#### [What to work on]
Lines before the one containing "of the man's" are excluded; reproduce that line and all lines after it in the entries below, exactly.

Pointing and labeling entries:

......

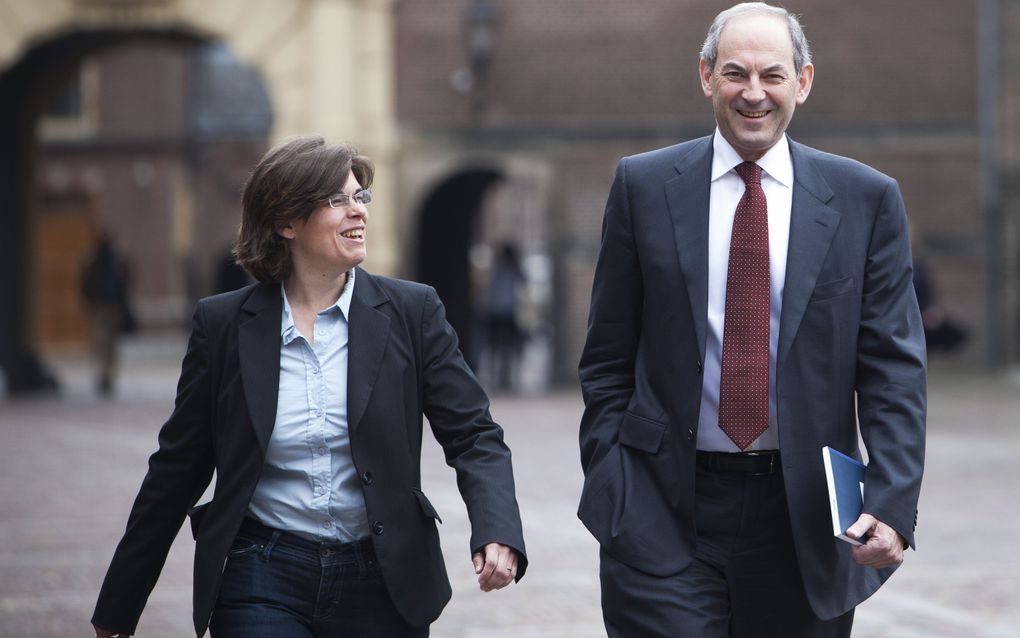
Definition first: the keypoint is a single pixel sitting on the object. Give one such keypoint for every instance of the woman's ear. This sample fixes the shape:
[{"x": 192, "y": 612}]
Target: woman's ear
[{"x": 286, "y": 231}]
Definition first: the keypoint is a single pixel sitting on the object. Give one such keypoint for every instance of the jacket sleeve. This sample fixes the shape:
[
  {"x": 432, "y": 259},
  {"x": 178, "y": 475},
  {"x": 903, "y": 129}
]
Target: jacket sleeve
[
  {"x": 179, "y": 473},
  {"x": 458, "y": 412},
  {"x": 607, "y": 362},
  {"x": 891, "y": 373}
]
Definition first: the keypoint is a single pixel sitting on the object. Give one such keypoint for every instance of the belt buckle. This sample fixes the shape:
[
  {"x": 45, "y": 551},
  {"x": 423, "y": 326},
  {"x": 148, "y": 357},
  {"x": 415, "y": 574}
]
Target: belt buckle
[{"x": 771, "y": 461}]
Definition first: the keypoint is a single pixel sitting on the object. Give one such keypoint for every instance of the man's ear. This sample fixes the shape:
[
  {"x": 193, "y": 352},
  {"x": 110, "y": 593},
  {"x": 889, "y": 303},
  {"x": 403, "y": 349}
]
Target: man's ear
[
  {"x": 804, "y": 83},
  {"x": 706, "y": 77}
]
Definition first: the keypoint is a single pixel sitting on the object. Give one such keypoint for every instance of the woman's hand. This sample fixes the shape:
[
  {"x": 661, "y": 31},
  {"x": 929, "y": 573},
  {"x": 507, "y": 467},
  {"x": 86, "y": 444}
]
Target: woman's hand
[{"x": 496, "y": 567}]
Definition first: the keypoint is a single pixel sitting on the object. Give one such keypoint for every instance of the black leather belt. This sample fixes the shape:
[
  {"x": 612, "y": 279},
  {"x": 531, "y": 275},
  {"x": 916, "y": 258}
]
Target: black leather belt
[{"x": 765, "y": 461}]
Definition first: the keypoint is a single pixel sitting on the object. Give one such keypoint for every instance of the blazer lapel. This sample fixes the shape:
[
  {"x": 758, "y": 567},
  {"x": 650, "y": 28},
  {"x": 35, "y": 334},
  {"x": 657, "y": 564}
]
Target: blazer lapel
[
  {"x": 687, "y": 199},
  {"x": 258, "y": 344},
  {"x": 812, "y": 227},
  {"x": 369, "y": 332}
]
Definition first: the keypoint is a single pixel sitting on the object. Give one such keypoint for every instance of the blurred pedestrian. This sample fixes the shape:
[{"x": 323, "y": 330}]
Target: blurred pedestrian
[
  {"x": 940, "y": 331},
  {"x": 230, "y": 275},
  {"x": 502, "y": 310},
  {"x": 752, "y": 303},
  {"x": 304, "y": 394},
  {"x": 105, "y": 283}
]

......

#### [Exercise output]
Definition first: the keypoint is a single pixel sitting on the object. Give one such keypoint for every instance of the man's ear. This sample fixes the shape:
[
  {"x": 193, "y": 352},
  {"x": 110, "y": 593},
  {"x": 889, "y": 303},
  {"x": 403, "y": 349}
]
Target: man's ear
[
  {"x": 804, "y": 83},
  {"x": 706, "y": 77}
]
Definition first: the keypoint is a single pixel sitting on the object. Give one such keypoint for every instance of the woman's hand. This sample fixes the shape:
[
  {"x": 661, "y": 31},
  {"x": 929, "y": 573},
  {"x": 507, "y": 467},
  {"x": 86, "y": 444}
]
Target: woman's hand
[{"x": 496, "y": 567}]
Definition first: the keypoint is a single pixel sitting on the object. Give one such keypoint for every instance of the black leather belt. This sample fixes the shape:
[
  {"x": 612, "y": 279},
  {"x": 531, "y": 275},
  {"x": 916, "y": 258}
]
Target: black leather belt
[{"x": 765, "y": 461}]
Definition first: the keypoint is a single pixel sitting on the object. Give one such keypoint for every instance of the blazer lapel. This sample fixes the shape:
[
  {"x": 758, "y": 567},
  {"x": 650, "y": 28},
  {"x": 35, "y": 334},
  {"x": 657, "y": 564}
]
Target: blazer lapel
[
  {"x": 687, "y": 199},
  {"x": 258, "y": 344},
  {"x": 812, "y": 227},
  {"x": 369, "y": 332}
]
Definition first: the keypoint is a single pixel sitting on the object. Give one such keypoint for every instance of the blurred pedestrian. This sample fixes the shape:
[{"x": 323, "y": 330}]
Target: blurred pedestrian
[
  {"x": 940, "y": 331},
  {"x": 230, "y": 275},
  {"x": 502, "y": 310},
  {"x": 752, "y": 303},
  {"x": 304, "y": 394},
  {"x": 105, "y": 283}
]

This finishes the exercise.